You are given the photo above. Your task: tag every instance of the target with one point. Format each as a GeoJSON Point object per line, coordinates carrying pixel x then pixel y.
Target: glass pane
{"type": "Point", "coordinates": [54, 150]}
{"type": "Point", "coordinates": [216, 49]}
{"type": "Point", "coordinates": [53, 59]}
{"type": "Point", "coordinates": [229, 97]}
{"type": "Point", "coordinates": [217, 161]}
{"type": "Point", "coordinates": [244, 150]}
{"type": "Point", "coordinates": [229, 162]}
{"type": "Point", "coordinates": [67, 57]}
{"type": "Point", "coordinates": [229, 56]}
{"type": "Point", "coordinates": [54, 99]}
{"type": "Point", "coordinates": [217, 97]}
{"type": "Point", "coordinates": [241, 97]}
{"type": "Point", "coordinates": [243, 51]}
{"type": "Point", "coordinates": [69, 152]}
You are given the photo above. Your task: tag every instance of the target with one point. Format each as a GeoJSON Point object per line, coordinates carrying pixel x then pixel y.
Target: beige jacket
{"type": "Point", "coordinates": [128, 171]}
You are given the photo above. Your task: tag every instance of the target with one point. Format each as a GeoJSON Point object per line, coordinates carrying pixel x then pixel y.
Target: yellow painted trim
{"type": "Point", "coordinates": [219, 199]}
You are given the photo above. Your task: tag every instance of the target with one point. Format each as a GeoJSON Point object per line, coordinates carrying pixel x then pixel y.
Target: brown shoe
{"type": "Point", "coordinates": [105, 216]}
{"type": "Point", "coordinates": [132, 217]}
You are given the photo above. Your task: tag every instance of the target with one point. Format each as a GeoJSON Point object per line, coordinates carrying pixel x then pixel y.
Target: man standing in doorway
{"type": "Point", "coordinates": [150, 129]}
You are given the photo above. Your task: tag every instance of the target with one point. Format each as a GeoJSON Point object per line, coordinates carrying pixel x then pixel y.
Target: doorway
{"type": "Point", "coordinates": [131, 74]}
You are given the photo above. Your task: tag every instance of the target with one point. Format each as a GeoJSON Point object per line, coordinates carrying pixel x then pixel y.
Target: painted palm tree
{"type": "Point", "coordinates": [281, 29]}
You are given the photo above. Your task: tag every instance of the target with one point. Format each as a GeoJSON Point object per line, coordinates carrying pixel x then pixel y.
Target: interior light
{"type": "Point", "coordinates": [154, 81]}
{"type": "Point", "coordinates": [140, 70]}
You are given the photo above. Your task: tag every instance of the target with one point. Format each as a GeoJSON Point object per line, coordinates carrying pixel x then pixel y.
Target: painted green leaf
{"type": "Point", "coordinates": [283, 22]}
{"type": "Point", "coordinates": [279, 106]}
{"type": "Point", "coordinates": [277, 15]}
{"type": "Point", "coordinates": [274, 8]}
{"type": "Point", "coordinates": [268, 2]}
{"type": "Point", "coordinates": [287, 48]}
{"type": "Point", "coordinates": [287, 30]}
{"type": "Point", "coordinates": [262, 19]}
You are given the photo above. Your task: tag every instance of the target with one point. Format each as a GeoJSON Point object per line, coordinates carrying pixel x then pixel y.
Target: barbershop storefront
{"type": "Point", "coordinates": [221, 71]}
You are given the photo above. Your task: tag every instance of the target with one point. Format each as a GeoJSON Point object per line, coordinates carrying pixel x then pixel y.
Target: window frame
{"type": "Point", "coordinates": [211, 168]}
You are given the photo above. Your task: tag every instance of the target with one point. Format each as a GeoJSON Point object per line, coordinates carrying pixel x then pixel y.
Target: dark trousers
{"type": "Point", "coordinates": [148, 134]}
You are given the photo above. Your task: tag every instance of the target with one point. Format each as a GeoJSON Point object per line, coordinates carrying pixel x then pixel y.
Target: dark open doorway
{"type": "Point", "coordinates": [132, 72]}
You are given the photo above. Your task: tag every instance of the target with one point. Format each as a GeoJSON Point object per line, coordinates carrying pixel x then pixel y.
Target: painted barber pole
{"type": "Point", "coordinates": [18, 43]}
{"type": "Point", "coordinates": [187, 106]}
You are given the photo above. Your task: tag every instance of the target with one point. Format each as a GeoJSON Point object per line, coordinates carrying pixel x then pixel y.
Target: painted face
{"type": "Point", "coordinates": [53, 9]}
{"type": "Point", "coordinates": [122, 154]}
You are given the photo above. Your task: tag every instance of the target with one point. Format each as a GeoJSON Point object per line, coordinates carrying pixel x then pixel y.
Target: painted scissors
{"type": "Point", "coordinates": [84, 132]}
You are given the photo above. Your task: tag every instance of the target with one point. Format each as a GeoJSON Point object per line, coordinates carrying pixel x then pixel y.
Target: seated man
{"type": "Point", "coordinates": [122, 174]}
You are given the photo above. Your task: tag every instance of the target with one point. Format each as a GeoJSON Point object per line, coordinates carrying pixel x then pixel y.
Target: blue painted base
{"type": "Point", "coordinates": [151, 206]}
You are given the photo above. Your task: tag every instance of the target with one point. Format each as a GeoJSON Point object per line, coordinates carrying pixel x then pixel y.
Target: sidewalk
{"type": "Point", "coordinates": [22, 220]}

YOUR GOAL: Pull out each line in the rows above that contains the word "dark", copying those lines unchanged.

RESPONSE BELOW:
Target: dark trousers
Target: dark open doorway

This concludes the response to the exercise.